Specialist module names must reflect the **technical capability** being taught — what practitioners verify, resolve, or operate — not the business or marketing category.

A module titled "Brand" is ambiguous: does it teach brand-safety policy, brand-identity schema validation, or brand-campaign strategy? A module titled "Brand Identity & Verification" tells a developer exactly what they will learn to do.

### Naming Consistency

The module name must be consistent across all four surfaces where it appears:

1. **Page title** — the `title:` frontmatter in the module's `.mdx` file
2. **Badge** — the `adcp_specialist_*` credential suffix (e.g., `adcp_specialist_signals`)
3. **Sidebar navigation** — the `sidebarTitle:` frontmatter
4. **Specialist overview table** — the row in the certification overview page

If any of these diverge, implementers looking at one surface form a different mental model than those reading another. Keep all four in sync.

- EXERCISES TO COMPLETE
1 – In the module naming guidelines, how would you restate the paragraph beginning "A module titled "Brand" is ambiguous" in one shorter sentence that keeps its main facts?
2 – Do these statements agree with the module naming guidelines? Answer yes or no for each and quote the words of the text that decide it.
(a) The badge uses the `adcp_specialist_*` credential suffix.
(b) Module names should reflect the business or marketing category.
(c) The sidebar navigation takes its name from the `title:` frontmatter.
3 – What might come next in the module naming guidelines? Write a continuation that follows on from the last sentence.
The entries that follow are not needed for anything here.

- SUPPLIED ENTRIES
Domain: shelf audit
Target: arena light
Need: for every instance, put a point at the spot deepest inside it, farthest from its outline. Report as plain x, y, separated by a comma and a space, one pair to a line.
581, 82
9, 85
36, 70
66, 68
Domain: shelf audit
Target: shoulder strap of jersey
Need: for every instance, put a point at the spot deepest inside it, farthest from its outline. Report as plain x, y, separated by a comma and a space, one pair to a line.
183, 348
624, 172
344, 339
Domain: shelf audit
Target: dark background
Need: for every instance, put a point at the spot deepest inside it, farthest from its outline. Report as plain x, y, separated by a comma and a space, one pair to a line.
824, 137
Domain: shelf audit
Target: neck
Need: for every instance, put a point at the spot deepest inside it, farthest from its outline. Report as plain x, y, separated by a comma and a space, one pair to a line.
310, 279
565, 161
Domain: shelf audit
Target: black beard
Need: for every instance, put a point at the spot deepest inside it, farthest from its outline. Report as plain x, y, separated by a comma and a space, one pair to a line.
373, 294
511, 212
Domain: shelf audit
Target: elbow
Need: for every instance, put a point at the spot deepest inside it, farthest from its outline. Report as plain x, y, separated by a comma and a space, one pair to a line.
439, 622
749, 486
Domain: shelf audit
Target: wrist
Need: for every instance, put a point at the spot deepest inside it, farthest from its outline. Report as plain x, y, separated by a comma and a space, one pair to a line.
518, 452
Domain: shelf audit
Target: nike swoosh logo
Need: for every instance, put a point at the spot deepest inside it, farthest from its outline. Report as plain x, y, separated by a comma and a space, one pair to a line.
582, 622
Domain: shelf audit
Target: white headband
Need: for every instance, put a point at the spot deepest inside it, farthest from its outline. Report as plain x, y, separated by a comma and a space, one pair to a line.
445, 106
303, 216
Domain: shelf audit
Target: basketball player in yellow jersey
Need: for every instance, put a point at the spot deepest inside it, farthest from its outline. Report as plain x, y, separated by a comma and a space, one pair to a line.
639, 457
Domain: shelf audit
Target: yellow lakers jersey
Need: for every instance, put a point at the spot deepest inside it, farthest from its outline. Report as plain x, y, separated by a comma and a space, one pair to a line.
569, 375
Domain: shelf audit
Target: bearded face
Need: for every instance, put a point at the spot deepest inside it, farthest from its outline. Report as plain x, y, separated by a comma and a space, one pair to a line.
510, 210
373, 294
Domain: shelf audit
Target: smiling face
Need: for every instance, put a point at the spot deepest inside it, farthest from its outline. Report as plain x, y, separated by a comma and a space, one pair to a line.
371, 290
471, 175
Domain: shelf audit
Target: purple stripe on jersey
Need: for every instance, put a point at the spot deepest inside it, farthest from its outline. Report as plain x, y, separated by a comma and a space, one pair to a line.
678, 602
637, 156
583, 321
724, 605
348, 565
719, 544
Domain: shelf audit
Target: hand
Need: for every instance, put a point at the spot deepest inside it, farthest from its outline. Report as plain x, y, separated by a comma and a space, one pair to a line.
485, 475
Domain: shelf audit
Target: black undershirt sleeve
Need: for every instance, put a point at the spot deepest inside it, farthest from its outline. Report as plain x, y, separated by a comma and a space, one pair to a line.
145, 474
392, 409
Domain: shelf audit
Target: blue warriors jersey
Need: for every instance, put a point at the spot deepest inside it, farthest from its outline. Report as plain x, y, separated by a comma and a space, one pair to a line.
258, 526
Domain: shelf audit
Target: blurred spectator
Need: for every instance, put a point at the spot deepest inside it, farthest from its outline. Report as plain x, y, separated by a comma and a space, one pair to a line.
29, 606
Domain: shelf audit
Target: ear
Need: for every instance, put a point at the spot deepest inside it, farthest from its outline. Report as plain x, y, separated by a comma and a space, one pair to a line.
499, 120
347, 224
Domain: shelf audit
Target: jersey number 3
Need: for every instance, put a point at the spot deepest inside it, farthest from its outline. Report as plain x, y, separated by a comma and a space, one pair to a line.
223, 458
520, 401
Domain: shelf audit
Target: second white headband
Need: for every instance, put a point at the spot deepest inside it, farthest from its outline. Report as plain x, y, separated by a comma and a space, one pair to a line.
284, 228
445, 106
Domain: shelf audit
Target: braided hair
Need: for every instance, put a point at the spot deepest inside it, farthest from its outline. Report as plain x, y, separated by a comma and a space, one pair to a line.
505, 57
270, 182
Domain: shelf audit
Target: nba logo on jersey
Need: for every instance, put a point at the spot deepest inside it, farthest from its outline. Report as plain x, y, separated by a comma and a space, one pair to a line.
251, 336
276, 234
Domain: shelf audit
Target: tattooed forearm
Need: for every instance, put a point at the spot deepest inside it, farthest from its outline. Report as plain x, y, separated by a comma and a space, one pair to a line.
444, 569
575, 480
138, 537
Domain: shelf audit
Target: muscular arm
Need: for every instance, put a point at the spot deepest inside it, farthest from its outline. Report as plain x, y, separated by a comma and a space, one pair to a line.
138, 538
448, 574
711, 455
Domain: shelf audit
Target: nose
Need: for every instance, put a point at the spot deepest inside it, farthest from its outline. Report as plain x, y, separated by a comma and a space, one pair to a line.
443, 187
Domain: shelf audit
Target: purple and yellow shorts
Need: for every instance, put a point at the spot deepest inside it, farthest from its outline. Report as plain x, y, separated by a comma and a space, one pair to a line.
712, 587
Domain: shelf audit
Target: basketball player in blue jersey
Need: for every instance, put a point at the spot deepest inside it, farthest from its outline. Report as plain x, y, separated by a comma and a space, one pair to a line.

- RESULTS OF THE EXERCISE
1 – "Brand" could mean brand-safety policy, brand-identity schema validation, or brand-campaign strategy, whereas "Brand Identity & Verification" tells a developer exactly what they will learn to do.

2 –
(a) Yes: "**Badge** — the `adcp_specialist_*` credential suffix"
(b) No: "not the business or marketing category"
(c) No: "**Sidebar navigation** — the `sidebarTitle:` frontmatter"

3 –
### Good vs. Bad Names

| Avoid | Prefer                        | Why                                                                                            |
| ----- | ----------------------------- | ---------------------------------------------------------------------------------------------- |
| Brand | Brand Identity & Verification | "Brand" reads as marketing; the module teaches schema validation and identity resolution       |
| Ads   | Creative Asset Management     | "Ads" is too broad; the module covers creative formats, asset pipelines, and approval flows    |
| Data  | Signals & Audience Activation | "Data" is generic; the module teaches signal discovery, privacy controls, and activation loops |

### Naming Checklist

Before proposing a new specialist module:

* [ ] Does the name describe the technical workflow, not the business domain?
* [ ] Would a developer unfamiliar with AdCP understand what the module teaches from the name alone?
* [ ] Is the name consistent across page title, badge, sidebar, and overview table?
* [ ] Does the badge suffix (`adcp_specialist_*`) read naturally in a credential context?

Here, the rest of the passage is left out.